### Aufgabe
Gibst du aus der Seite zum Kindergeldantrag die Passage von „Mit Bescheid vom“ bis einschließlich „bei ihm übernachtet.“ wortgetreu wieder?

### Seite
Mit vorgesehenem Vordruck wiederholte der Kläger seinen Antrag am 30. Juni 2000 und gab an, dass das Kind seit ca. 12 Monaten in seinem Haushalt lebe. Er ergänzte am 10. Oktober 2000 angesichts der bevorstehenden Volljährigkeit, dass A Hausfrau sei und sich weder in der Ausbildung noch in einem Beruf befinde.
Mit Bescheid vom 13. Juli 2000 setzte der Beklagte Kindergeld für A zugunsten des Klägers ab Januar 2000 fest. Die Zahlung erfolgte wegen laufender Ermittlungen, die zur Beiziehung der Kindergeldakte des Vaters führten, zunächst ab Juli 2000.
2. Im Rahmen der Ermittlungen fertigte der Beklagte am 14. Februar 2001 eine Telefonnotiz, nach der der Vater von A mitgeteilt habe, dass diese im Dezember 1999 in den Haushalt des Klägers gezogen sei, jedoch dort lediglich im Haushalt ihres Freundes lebe. Bis April/Mai 2000 habe seine Tochter teilweise auch noch bei ihm übernachtet.

### Datenauszug
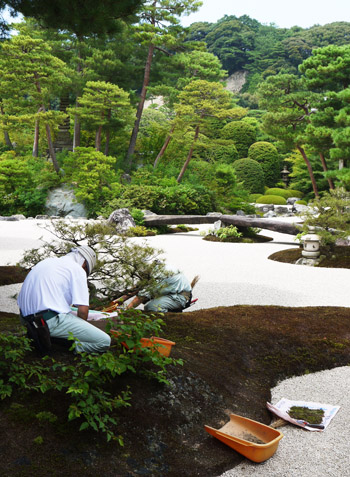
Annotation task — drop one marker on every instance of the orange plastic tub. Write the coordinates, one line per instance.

### Ergebnis
Mit Bescheid vom 13. Juli 2000 setzte der Beklagte Kindergeld für A zugunsten des Klägers ab Januar 2000 fest. Die Zahlung erfolgte wegen laufender Ermittlungen, die zur Beiziehung der Kindergeldakte des Vaters führten, zunächst ab Juli 2000.
2. Im Rahmen der Ermittlungen fertigte der Beklagte am 14. Februar 2001 eine Telefonnotiz, nach der der Vater von A mitgeteilt habe, dass diese im Dezember 1999 in den Haushalt des Klägers gezogen sei, jedoch dort lediglich im Haushalt ihres Freundes lebe. Bis April/Mai 2000 habe seine Tochter teilweise auch noch bei ihm übernachtet.